→ **Required actions**:
A – According to the text on New York's CCDAA, why will businesses new to mandatory emissions reporting need to start building robust carbon accounting processes?
B – Write out the part of the text on New York's CCDAA between "The updated legislation" and "in New York.", inclusive, but rename "reporting entity" to "covered entity".

Companies already preparing for California’s SB 253 will be better positioned to comply with New York’s CCDAA. Businesses new to mandatory emissions reporting will need to begin developing robust carbon accounting processes to ensure compliance.
Who Does NY CCDAA Apply To?
The updated legislation defines a reporting entity as:
- A partnership, corporation, limited liability company, or other business entity formed under the laws of New York state, the laws of any other state of the United States or the District of Columbia, or under an act of the Congress of the United States that both:
- Does business in New York and derives receipts from activity in New York within the meaning of section 209 of the tax law, and;
- Has total revenues in excess of $1B USD in the preceding fiscal year, including but not limited to revenues received by all of the business entity's subsidiaries that do business in New York.
- A foreign entity shall not be considered to be doing business in New York exclusively by reason of carrying on in the state any of the activities enumerated in subsection (b) of section 1301 of the business corporation law.
- If a reporting entity is included as a consolidated subsidiary in the consolidated financial statements of an ultimate parent entity, then such ultimate parent entity may be the reporting entity for purposes of this definition.
- If a subsidiary of a parent company qualifies as a reporting entity, the subsidiary is not required to prepare a separate report so long as the parent company prepares a report.
Reporting Requirements for CCDAA
Companies must disclose their scope 1 and 2 emissions annually starting in 2028 and their scope 3 emissions starting in 2029 on a schedule to be determined by NYDEC. Disclosures must align with the Greenhouse Gas Protocol Corporate Accounting and Reporting Standards and the Greenhouse Gas Protocol Corporate Value Chain (Scope 3) Accounting and Reporting Standards, and they must be understandable and accessible to the public.

→ **Record set**:
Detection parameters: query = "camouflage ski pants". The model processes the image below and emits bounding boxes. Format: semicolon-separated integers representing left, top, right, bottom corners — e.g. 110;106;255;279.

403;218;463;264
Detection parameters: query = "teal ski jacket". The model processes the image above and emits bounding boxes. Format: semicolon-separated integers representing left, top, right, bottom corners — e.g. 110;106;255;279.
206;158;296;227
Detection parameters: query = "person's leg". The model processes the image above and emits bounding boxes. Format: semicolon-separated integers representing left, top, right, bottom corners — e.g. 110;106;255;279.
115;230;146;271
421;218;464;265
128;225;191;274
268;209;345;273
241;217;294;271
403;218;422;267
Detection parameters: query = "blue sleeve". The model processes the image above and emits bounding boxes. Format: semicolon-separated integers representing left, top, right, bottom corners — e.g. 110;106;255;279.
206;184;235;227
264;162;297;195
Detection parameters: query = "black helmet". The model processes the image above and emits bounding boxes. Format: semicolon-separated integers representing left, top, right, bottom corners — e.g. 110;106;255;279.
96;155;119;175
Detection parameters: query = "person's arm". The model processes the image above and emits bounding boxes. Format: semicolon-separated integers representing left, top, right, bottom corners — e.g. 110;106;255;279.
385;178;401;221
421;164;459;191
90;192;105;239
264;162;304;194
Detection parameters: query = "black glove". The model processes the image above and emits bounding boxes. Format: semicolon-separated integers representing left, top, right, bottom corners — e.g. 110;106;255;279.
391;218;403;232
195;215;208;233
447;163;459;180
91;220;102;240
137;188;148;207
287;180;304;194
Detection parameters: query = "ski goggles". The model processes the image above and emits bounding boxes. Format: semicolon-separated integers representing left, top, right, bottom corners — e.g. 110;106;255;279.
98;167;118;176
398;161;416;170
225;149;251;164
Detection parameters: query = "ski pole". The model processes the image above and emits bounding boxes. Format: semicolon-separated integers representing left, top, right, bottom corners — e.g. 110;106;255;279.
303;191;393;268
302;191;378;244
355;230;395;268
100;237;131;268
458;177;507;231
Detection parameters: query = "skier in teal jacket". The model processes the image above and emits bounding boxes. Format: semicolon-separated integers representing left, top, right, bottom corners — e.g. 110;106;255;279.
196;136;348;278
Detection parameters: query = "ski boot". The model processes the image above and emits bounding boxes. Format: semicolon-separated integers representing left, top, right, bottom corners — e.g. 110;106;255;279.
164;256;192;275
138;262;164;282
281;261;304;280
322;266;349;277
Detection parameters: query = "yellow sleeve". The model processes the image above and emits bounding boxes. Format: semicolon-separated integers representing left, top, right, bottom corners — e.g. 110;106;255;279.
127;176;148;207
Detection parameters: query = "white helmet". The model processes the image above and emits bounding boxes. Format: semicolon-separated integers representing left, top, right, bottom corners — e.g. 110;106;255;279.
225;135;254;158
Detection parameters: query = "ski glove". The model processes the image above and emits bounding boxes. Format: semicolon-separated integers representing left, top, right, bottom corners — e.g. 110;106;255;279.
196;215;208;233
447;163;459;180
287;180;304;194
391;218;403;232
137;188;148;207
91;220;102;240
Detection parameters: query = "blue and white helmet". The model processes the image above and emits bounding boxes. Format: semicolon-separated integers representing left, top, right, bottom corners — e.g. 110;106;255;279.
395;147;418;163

→ **The answers**:
A – They need these processes to ensure they comply with New York's CCDAA.

B –
The updated legislation defines a covered entity as:
- A partnership, corporation, limited liability company, or other business entity formed under the laws of New York state, the laws of any other state of the United States or the District of Columbia, or under an act of the Congress of the United States that both:
- Does business in New York and derives receipts from activity in New York within the meaning of section 209 of the tax law, and;
- Has total revenues in excess of $1B USD in the preceding fiscal year, including but not limited to revenues received by all of the business entity's subsidiaries that do business in New York.